:: Data in this exercise ::
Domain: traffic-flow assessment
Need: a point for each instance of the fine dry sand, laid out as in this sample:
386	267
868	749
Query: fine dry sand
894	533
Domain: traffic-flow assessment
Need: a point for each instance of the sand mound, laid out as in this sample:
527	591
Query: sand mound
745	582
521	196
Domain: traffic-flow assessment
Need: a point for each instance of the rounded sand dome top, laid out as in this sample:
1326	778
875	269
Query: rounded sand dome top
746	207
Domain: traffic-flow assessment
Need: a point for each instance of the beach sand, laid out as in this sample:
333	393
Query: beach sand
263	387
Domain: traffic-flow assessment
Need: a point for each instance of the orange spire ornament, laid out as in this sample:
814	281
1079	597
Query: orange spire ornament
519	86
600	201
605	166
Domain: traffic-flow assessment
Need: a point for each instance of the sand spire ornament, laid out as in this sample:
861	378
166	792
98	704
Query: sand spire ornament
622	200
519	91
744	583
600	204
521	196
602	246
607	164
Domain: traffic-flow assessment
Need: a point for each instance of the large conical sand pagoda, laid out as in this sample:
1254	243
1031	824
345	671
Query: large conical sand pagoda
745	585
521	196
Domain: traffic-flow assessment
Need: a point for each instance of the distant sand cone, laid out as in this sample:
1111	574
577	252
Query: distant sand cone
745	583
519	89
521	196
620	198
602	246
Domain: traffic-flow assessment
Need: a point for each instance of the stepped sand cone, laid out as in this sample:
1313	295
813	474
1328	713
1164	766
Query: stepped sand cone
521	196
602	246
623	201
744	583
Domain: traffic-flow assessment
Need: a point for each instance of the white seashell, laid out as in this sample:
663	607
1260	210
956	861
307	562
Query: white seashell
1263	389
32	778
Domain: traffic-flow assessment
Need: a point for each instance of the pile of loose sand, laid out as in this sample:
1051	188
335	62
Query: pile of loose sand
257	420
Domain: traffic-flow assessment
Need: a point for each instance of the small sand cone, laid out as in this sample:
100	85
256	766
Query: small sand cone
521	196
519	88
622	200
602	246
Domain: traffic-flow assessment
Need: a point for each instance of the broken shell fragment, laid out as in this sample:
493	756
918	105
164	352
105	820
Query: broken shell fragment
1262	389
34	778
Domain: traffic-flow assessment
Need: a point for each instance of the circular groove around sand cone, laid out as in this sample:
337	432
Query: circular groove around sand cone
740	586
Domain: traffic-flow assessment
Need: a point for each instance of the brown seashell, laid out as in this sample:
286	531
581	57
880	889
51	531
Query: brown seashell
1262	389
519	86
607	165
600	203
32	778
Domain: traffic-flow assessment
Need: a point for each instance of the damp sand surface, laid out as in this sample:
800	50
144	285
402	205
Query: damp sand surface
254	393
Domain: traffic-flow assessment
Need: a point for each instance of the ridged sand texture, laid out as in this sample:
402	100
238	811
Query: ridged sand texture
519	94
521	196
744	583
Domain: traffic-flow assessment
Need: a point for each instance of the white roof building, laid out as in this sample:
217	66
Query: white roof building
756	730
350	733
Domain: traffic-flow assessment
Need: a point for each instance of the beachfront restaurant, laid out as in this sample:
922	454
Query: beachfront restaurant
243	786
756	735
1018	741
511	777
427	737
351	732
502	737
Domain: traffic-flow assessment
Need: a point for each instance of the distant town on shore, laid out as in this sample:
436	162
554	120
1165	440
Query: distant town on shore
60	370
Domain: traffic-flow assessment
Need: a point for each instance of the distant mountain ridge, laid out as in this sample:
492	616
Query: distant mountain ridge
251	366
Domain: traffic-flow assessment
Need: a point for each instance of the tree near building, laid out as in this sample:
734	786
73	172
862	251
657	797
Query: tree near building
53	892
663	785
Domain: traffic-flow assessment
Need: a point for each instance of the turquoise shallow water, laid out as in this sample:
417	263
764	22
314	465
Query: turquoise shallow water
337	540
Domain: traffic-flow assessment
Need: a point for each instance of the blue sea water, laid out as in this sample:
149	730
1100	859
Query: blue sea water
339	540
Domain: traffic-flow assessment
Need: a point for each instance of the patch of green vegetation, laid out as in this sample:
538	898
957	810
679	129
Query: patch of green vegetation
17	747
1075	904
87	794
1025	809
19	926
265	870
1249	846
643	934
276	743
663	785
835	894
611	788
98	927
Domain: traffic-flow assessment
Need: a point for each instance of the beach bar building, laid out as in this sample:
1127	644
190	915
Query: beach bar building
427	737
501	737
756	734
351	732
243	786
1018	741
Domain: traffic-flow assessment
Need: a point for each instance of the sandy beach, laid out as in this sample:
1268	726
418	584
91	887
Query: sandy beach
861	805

:: Requirement ::
All of the data above should be transcribed exactly.

:: Complete output ::
Domain: traffic-flow assessment
Need: a point for each instance of the fine dry sand, laid out as in this sample:
386	267
868	749
Query: fine dry sand
894	533
Domain: traffic-flow assessment
Need: a point for each instance of the sand mound, laid out as in this sample:
527	591
Query: sand mound
745	582
521	196
Domain: traffic-flow assessment
Need: a point for each instance of the rounded sand dome top, laid out as in this sample:
1326	778
875	269
Query: rounded sand dome top
746	207
Domain: traffic-flow assessment
Need: a point for each instance of the beach sand, laid out as in this sample:
333	393
Query: beach sand
263	387
Domain: traffic-flow assessment
Need: a point for each instance of the orange spire ornament, laid out as in this sample:
814	281
1079	597
Query: orange spire ornament
519	86
600	201
605	166
Domain: traffic-flow assessment
Need: a point for each instance of the sand spire ornament, laid out as in this sample:
861	378
166	792
98	704
Query: sand spire ornament
622	200
519	91
744	583
600	204
521	196
602	246
607	164
Domain: traffic-flow assessment
Need: a point for each instance of the large conical sand pagoda, laid out as in this sample:
1254	243
1031	824
345	671
Query: large conical sand pagoda
745	585
521	196
Domain: traffic-flow assessment
Need: a point for each instance of the distant sand cone, laid out as in this sample:
1111	574
577	252
Query: distant sand cone
745	583
519	89
521	196
620	198
602	246
Domain: traffic-flow assessment
Need: a point for each instance of the stepped sand cone, laid out as in this sample:
1313	295
813	474
1328	713
1164	766
Query: stepped sand cone
521	196
602	246
623	201
744	583
Domain: traffic-flow assessment
Need: a point for each instance of the white seashell, laid out as in this sample:
663	607
1260	210
956	861
307	562
Query: white seashell
1263	389
32	778
Domain: traffic-flow assessment
Need: a point for each instance of the pile of loose sand, laid out as in this sample:
1051	188
335	62
Query: pile of loose sand
257	420
Domain: traffic-flow assessment
Need: a point for each instance of the small sand cone, laid out as in this sample:
100	85
256	766
Query: small sand cone
521	196
519	88
622	200
602	246
Domain: traffic-flow assessment
Need: a point for each instance of the broken shell fragment, laid out as in this sample:
493	756
918	105
164	352
105	820
Query: broken shell fragment
1262	389
34	778
Domain: traffic-flow assessment
Need: a point for each instance of the circular groove around sand cone, laid out as in this sample:
337	432
Query: circular groove around sand cone
740	586
Domain: traffic-flow assessment
Need: a point for each instance of the brown seashell, laid out as in this sample:
286	531
581	57
880	889
51	531
Query: brown seashell
1262	389
519	86
607	165
600	203
32	778
Domain: traffic-flow assessment
Need: a point for each instance of the damp sand surface, laid out as in this sample:
800	50
144	285
402	205
Query: damp sand surface
254	393
Domain: traffic-flow assessment
Need: a point for each instance of the ridged sand texture, laid out as in this sample:
402	100
238	811
Query: ridged sand texture
519	94
521	196
744	583
Domain: traffic-flow assessment
Need: a point for each instance of the white roof building, laid out as in this sample:
217	66
Query: white roof building
756	730
350	733
Domain: traffic-flow assessment
Need: a point for each instance of the beachfront restaurant, laid out as in this sample:
922	454
Query: beachfront restaurant
243	786
756	735
1018	741
511	777
427	737
351	732
502	737
Domain: traffic-flow assessment
Need: a point for each instance of the distant town on shore, laid out as in this sample:
436	162
554	120
1165	440
Query: distant town on shore
60	370
Domain: traffic-flow assessment
Need: a point for each instance of the distant mountain ridge, laid out as in this sample:
492	616
Query: distant mountain ridge
251	366
Domain: traffic-flow assessment
Need: a point for each instance of the tree near building, laid out as in this sample:
734	786
73	172
862	251
657	797
Query: tree near building
53	892
663	785
Domain: traffic-flow assessment
Need: a point for each instance of the turquoise shallow water, laid out as in this sample:
417	263
764	22
314	465
Query: turquoise shallow water
337	540
Domain: traffic-flow assessment
Need: a point for each instance of the blue sea water, laid out as in this sample:
149	730
1100	859
Query: blue sea water
339	540
Domain: traffic-flow assessment
Need: a point for each instance of the patch of green vegetation, laid out as in this sample:
538	898
957	810
679	129
Query: patch of green vegetation
17	747
1075	904
87	794
1025	809
19	926
265	870
1249	846
643	934
276	743
663	785
835	894
611	788
98	927
Domain: traffic-flow assessment
Need: a point for each instance of the beach bar building, laid out as in this sample:
1127	644
190	915
Query: beach bar building
427	737
501	737
756	734
351	732
243	786
1018	741
Domain: traffic-flow assessment
Need: a point for each instance of the sandy beach, laid out as in this sample:
1268	726
418	584
91	887
Query: sandy beach
861	805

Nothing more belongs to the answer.